**THE EXERCISE**
Please swap "one point per instance" for "a single point for each instance" throughout the records below and write them out again with nothing else changed.

[Pointing dataset records]
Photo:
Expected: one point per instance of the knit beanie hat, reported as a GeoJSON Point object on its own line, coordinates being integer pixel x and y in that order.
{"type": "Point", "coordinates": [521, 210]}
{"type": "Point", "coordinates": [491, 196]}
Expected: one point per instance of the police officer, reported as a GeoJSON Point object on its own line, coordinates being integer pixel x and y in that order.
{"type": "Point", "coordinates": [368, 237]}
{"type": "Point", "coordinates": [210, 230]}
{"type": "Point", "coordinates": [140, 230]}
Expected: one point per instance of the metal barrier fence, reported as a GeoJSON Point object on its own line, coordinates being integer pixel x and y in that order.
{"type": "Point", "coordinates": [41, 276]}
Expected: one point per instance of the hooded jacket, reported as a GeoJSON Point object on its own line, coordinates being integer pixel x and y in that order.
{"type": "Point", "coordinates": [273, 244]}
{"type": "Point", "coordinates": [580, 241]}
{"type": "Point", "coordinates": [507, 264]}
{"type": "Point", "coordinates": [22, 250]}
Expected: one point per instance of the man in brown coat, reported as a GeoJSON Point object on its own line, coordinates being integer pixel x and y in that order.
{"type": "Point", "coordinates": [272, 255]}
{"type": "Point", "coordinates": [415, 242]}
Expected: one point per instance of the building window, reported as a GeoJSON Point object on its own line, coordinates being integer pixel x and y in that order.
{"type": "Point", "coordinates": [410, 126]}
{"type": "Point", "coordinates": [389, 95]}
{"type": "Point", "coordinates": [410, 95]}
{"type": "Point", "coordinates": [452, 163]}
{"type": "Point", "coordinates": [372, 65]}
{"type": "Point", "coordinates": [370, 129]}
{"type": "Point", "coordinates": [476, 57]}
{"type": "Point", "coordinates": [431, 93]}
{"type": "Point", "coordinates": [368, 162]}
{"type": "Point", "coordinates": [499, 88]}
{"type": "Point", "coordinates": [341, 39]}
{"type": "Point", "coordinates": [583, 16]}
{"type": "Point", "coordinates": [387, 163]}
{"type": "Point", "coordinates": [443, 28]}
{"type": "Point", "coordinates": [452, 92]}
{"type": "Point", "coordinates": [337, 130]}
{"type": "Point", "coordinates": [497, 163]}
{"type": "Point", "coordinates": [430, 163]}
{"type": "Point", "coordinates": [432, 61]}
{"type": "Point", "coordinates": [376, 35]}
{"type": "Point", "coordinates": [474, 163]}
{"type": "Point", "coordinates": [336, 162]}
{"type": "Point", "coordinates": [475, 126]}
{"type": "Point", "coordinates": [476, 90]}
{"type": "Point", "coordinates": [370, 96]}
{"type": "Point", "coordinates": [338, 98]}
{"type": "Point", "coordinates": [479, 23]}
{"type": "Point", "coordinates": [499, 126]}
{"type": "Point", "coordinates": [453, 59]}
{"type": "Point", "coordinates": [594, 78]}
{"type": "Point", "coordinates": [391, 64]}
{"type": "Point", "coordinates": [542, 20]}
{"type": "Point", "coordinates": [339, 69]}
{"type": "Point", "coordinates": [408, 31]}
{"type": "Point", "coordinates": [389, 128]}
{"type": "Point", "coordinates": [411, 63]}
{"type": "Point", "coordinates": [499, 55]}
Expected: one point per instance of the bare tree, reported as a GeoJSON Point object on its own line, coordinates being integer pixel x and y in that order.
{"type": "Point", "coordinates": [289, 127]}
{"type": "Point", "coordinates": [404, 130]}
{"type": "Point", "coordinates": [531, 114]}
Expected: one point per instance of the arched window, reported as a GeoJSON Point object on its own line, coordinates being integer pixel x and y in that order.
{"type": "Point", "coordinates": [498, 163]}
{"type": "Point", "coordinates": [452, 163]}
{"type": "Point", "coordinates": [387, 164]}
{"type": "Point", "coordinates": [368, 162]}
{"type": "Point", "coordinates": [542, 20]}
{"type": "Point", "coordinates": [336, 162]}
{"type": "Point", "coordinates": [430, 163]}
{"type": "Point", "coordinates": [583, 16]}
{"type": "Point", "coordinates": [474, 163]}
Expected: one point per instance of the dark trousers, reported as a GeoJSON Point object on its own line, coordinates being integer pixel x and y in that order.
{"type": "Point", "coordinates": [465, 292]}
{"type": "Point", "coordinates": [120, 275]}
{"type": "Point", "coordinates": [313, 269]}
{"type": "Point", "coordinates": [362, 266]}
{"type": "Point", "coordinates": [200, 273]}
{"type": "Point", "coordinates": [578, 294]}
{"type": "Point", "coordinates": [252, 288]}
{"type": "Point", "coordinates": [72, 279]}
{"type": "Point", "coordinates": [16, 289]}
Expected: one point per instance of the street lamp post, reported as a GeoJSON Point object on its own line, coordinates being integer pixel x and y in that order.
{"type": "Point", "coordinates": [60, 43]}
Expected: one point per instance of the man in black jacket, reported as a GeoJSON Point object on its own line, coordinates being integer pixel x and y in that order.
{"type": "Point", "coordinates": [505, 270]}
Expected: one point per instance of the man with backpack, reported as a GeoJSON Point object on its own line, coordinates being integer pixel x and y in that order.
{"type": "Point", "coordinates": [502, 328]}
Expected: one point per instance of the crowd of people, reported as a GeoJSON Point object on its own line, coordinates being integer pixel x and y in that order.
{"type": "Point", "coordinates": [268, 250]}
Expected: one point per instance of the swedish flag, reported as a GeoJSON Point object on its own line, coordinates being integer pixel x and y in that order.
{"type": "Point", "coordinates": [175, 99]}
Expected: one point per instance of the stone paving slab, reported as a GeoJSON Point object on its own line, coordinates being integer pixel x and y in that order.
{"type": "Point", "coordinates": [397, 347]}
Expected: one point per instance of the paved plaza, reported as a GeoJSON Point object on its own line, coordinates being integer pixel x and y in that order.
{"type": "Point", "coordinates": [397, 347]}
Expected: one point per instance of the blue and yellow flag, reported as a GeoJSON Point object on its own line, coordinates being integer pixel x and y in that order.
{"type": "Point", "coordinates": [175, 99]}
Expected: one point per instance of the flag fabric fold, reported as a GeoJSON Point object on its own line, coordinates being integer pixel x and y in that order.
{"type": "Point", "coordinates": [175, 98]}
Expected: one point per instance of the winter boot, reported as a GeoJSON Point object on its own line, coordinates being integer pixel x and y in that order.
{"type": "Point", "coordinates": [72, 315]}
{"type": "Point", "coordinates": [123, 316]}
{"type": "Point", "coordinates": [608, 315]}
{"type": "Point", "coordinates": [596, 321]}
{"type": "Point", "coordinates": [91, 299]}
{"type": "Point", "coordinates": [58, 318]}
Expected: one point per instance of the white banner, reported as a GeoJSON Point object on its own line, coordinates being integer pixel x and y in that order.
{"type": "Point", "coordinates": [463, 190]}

**WRITTEN RESPONSE**
Photo:
Expected: a single point for each instance of the knit beanie hat, reported as a GeoJSON Point object on its own line, coordinates being integer pixel x and y in that order.
{"type": "Point", "coordinates": [521, 210]}
{"type": "Point", "coordinates": [491, 196]}
Expected: a single point for each instance of the police officer, reported as a GeoJSON Point object on its own line, coordinates being integer pixel x and y in that order.
{"type": "Point", "coordinates": [368, 237]}
{"type": "Point", "coordinates": [210, 230]}
{"type": "Point", "coordinates": [140, 230]}
Expected: a single point for each instance of the metal barrier fence, reported as a GeoJSON Point object on its own line, coordinates being integer pixel x and y in that order.
{"type": "Point", "coordinates": [41, 276]}
Expected: a single point for each instance of the hooded jacket, reported as a GeoJSON Point object on its own line, coordinates being integer pixel x and y in that order.
{"type": "Point", "coordinates": [273, 244]}
{"type": "Point", "coordinates": [580, 241]}
{"type": "Point", "coordinates": [507, 264]}
{"type": "Point", "coordinates": [22, 250]}
Expected: a single point for each instance of the man in brown coat, reported as a GeoJSON Point object on its own line, coordinates being integer pixel x and y in that order.
{"type": "Point", "coordinates": [272, 255]}
{"type": "Point", "coordinates": [415, 242]}
Expected: a single point for each instance of the building window, reported as a GeoJSON Point object on its own line, coordinates being integer pixel x and y in that order.
{"type": "Point", "coordinates": [410, 126]}
{"type": "Point", "coordinates": [389, 95]}
{"type": "Point", "coordinates": [410, 95]}
{"type": "Point", "coordinates": [452, 163]}
{"type": "Point", "coordinates": [372, 65]}
{"type": "Point", "coordinates": [370, 129]}
{"type": "Point", "coordinates": [476, 57]}
{"type": "Point", "coordinates": [431, 93]}
{"type": "Point", "coordinates": [368, 162]}
{"type": "Point", "coordinates": [499, 88]}
{"type": "Point", "coordinates": [341, 39]}
{"type": "Point", "coordinates": [583, 16]}
{"type": "Point", "coordinates": [387, 163]}
{"type": "Point", "coordinates": [443, 28]}
{"type": "Point", "coordinates": [452, 92]}
{"type": "Point", "coordinates": [337, 130]}
{"type": "Point", "coordinates": [497, 163]}
{"type": "Point", "coordinates": [430, 163]}
{"type": "Point", "coordinates": [432, 61]}
{"type": "Point", "coordinates": [376, 35]}
{"type": "Point", "coordinates": [474, 163]}
{"type": "Point", "coordinates": [336, 162]}
{"type": "Point", "coordinates": [475, 126]}
{"type": "Point", "coordinates": [476, 90]}
{"type": "Point", "coordinates": [370, 96]}
{"type": "Point", "coordinates": [338, 98]}
{"type": "Point", "coordinates": [479, 23]}
{"type": "Point", "coordinates": [499, 126]}
{"type": "Point", "coordinates": [453, 59]}
{"type": "Point", "coordinates": [594, 78]}
{"type": "Point", "coordinates": [391, 64]}
{"type": "Point", "coordinates": [542, 20]}
{"type": "Point", "coordinates": [339, 69]}
{"type": "Point", "coordinates": [408, 31]}
{"type": "Point", "coordinates": [389, 128]}
{"type": "Point", "coordinates": [411, 63]}
{"type": "Point", "coordinates": [499, 55]}
Expected: a single point for each instance of the bare tree, reported as a GeoJSON Point object on its own line, coordinates being integer pixel x and y in that order.
{"type": "Point", "coordinates": [289, 127]}
{"type": "Point", "coordinates": [404, 130]}
{"type": "Point", "coordinates": [531, 114]}
Expected: a single point for each instance of the arched window, reported as a GeoJSON Point object on its own line, coordinates being integer pixel x and y in that order.
{"type": "Point", "coordinates": [498, 163]}
{"type": "Point", "coordinates": [452, 163]}
{"type": "Point", "coordinates": [387, 164]}
{"type": "Point", "coordinates": [368, 162]}
{"type": "Point", "coordinates": [542, 20]}
{"type": "Point", "coordinates": [336, 162]}
{"type": "Point", "coordinates": [430, 163]}
{"type": "Point", "coordinates": [583, 16]}
{"type": "Point", "coordinates": [474, 163]}
Expected: a single point for each instance of the dark trousers, reported as a GeoJSON Point object on its own line, coordinates being integer pixel x and y in that order.
{"type": "Point", "coordinates": [465, 292]}
{"type": "Point", "coordinates": [120, 275]}
{"type": "Point", "coordinates": [313, 269]}
{"type": "Point", "coordinates": [362, 266]}
{"type": "Point", "coordinates": [200, 273]}
{"type": "Point", "coordinates": [578, 294]}
{"type": "Point", "coordinates": [252, 288]}
{"type": "Point", "coordinates": [72, 279]}
{"type": "Point", "coordinates": [16, 289]}
Expected: a single point for each instance of the street lamp post, reported as a GeoJSON Point object on its own line, coordinates being integer pixel x and y in that order.
{"type": "Point", "coordinates": [60, 43]}
Expected: a single point for each instance of the man in black jacket, reported as a GeoJSON Point object on its own line, coordinates being integer pixel x and y in that order.
{"type": "Point", "coordinates": [505, 270]}
Expected: a single point for each instance of the man with backpack, reported as a GeoJSON Point object on its own line, coordinates being integer pixel x and y in that order.
{"type": "Point", "coordinates": [502, 328]}
Expected: a single point for each instance of the crowd of people, reported as a GeoJSON Point object on its own line, coordinates being integer pixel x and y in that order.
{"type": "Point", "coordinates": [268, 250]}
Expected: a single point for each instance of the swedish flag, reported as a GeoJSON Point object on its own line, coordinates being integer pixel x and y in that order.
{"type": "Point", "coordinates": [175, 99]}
Expected: a single point for each instance of the stone paving slab, reported as a GeoJSON Point object on its own line, coordinates being integer pixel x and y in that order.
{"type": "Point", "coordinates": [397, 347]}
Expected: a single point for each instance of the paved plaza, reported as a GeoJSON Point object on its own line, coordinates being integer pixel x and y in that order.
{"type": "Point", "coordinates": [397, 347]}
Expected: a single point for each instance of the blue and yellow flag, reported as a GeoJSON Point object on its own line, coordinates being integer pixel x and y in that order.
{"type": "Point", "coordinates": [175, 99]}
Expected: a single point for each instance of the flag fabric fold, reported as a GeoJSON Point object on its own line, coordinates being integer pixel x and y in that order.
{"type": "Point", "coordinates": [175, 98]}
Expected: a single point for each instance of the winter boot, reported as a GeoJSON Point object on its own line, coordinates being integer pixel x and y in that order.
{"type": "Point", "coordinates": [72, 315]}
{"type": "Point", "coordinates": [123, 316]}
{"type": "Point", "coordinates": [608, 315]}
{"type": "Point", "coordinates": [596, 321]}
{"type": "Point", "coordinates": [91, 299]}
{"type": "Point", "coordinates": [58, 318]}
Expected: a single point for each instance of the white banner, reported as a GeoJSON Point object on its own line, coordinates being integer pixel x and y in that order.
{"type": "Point", "coordinates": [463, 190]}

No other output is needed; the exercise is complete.